### ACTIVITY:
Nothing outside the range below should be printed. Output exactly the lines from the line with "the boy and" to the line with "find the thatched", both included.

### EXTRACTED MATERIAL:

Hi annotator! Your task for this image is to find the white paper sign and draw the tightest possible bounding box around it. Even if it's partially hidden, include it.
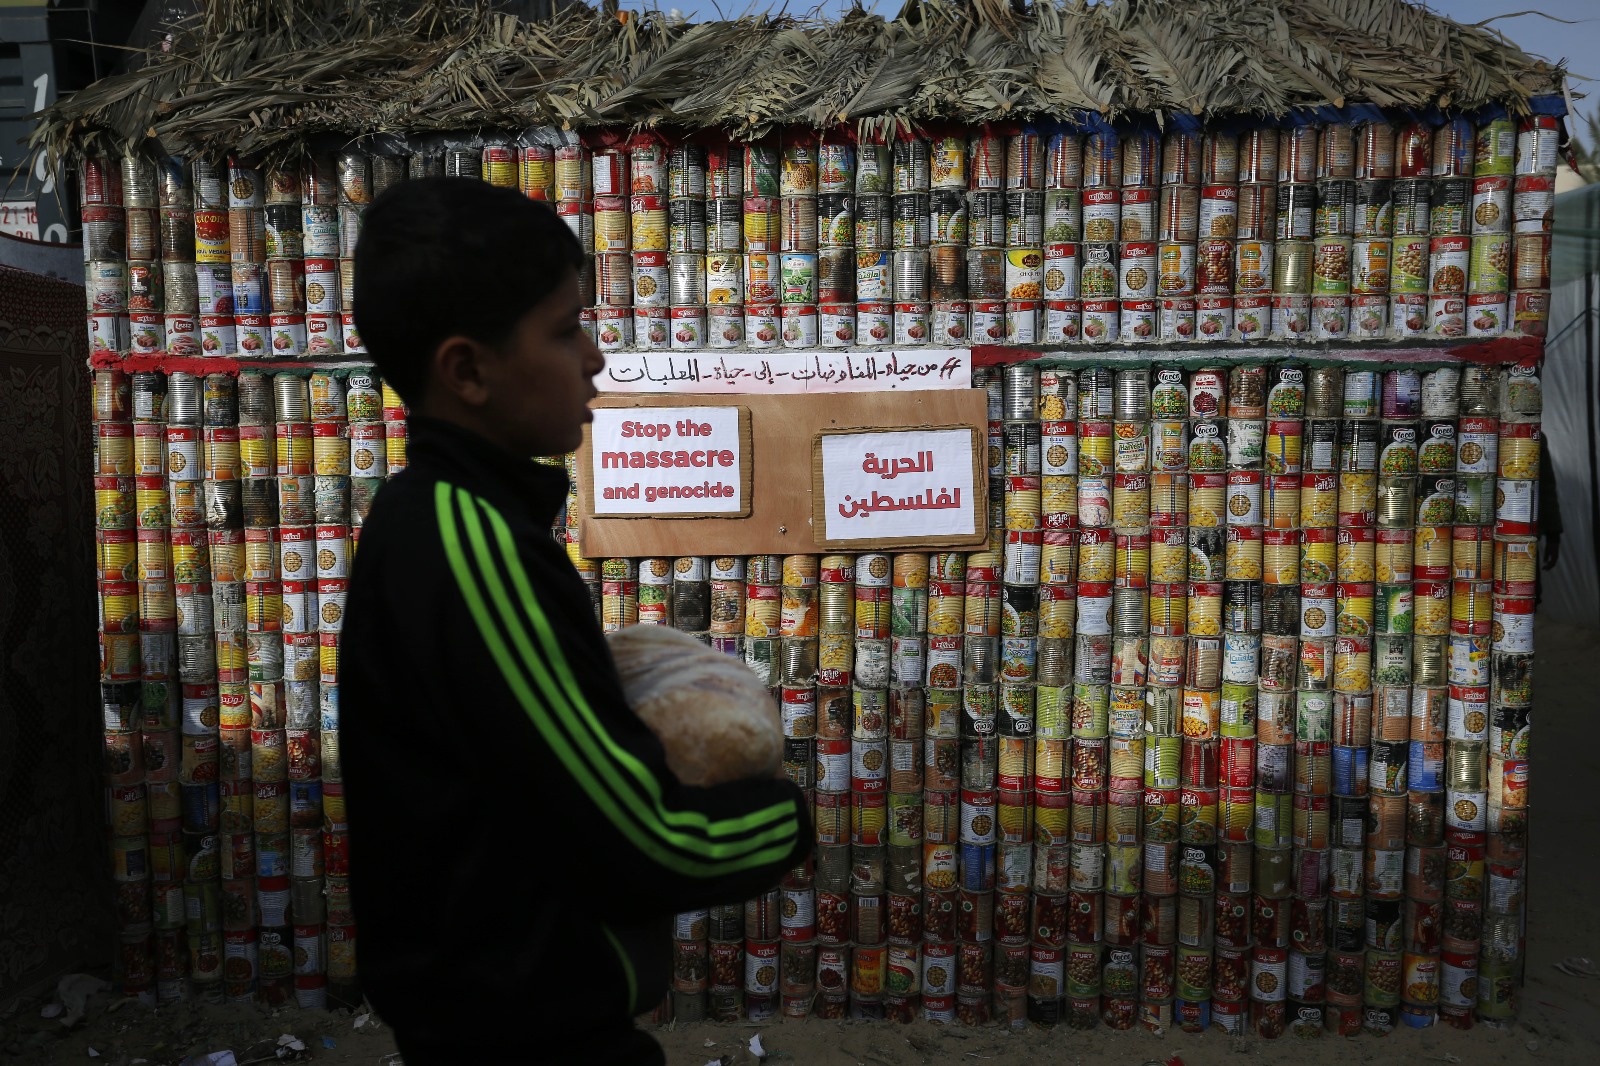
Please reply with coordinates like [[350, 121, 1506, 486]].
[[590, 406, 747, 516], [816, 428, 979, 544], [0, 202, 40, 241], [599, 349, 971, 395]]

--

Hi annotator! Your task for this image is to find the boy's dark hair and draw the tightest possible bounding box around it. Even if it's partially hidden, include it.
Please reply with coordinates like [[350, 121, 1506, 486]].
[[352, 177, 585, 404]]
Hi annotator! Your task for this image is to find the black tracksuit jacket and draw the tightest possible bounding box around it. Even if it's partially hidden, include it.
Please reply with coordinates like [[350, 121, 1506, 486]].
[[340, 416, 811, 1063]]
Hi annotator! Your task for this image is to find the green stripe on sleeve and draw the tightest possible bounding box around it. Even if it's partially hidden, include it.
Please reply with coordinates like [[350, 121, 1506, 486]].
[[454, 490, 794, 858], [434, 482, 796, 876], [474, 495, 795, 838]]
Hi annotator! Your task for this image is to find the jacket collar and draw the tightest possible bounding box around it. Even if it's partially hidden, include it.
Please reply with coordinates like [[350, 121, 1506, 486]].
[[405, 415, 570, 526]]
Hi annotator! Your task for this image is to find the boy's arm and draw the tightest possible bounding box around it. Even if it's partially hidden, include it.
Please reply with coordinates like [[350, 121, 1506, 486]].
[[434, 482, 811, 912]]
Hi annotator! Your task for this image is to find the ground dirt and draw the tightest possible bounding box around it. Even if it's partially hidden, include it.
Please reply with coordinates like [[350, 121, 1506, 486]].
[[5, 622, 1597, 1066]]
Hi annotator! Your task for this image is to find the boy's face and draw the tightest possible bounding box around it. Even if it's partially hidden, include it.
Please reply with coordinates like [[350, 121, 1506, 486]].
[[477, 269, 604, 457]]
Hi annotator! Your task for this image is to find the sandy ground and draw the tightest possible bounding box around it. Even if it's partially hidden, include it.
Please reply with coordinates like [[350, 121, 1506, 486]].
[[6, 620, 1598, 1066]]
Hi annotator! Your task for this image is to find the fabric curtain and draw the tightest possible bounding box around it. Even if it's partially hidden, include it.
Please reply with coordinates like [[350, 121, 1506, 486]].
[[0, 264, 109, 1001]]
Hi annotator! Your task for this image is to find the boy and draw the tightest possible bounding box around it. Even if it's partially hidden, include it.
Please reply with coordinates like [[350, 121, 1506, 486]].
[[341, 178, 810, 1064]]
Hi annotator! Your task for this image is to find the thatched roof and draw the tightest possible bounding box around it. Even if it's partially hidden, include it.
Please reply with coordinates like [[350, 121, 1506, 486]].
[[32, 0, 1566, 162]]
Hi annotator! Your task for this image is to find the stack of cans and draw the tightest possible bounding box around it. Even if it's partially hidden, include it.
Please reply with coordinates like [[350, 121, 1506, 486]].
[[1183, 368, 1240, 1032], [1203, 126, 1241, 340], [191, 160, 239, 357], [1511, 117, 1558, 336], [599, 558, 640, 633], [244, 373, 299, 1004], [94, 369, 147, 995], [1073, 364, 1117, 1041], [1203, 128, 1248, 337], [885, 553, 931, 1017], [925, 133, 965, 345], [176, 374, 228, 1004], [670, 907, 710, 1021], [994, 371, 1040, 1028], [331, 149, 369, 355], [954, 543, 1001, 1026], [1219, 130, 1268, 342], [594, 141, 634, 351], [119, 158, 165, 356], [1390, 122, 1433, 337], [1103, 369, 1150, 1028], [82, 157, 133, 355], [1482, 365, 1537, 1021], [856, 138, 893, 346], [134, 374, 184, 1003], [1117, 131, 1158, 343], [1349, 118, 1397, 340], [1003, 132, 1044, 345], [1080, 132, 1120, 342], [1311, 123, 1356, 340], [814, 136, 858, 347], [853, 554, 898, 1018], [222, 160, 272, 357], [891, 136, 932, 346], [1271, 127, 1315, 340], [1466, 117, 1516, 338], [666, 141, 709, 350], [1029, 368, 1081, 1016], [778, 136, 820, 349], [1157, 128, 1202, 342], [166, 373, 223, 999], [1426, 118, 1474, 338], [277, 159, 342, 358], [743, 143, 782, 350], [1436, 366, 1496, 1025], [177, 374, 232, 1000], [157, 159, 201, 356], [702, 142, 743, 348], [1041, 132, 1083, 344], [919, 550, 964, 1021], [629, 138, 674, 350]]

### RESULT FOR THIS TASK:
Hi annotator! Your task for this image is to find the boy and draw the tightest possible bounding box around it. Even if it's partially hidden, include it.
Please reply with coordinates like [[350, 121, 1506, 486]].
[[341, 178, 810, 1064]]
Hi annotator! Your task for this image is to find the thatched roof and draw the tightest possible bounding box around it. Even if it's partially hidden, include it.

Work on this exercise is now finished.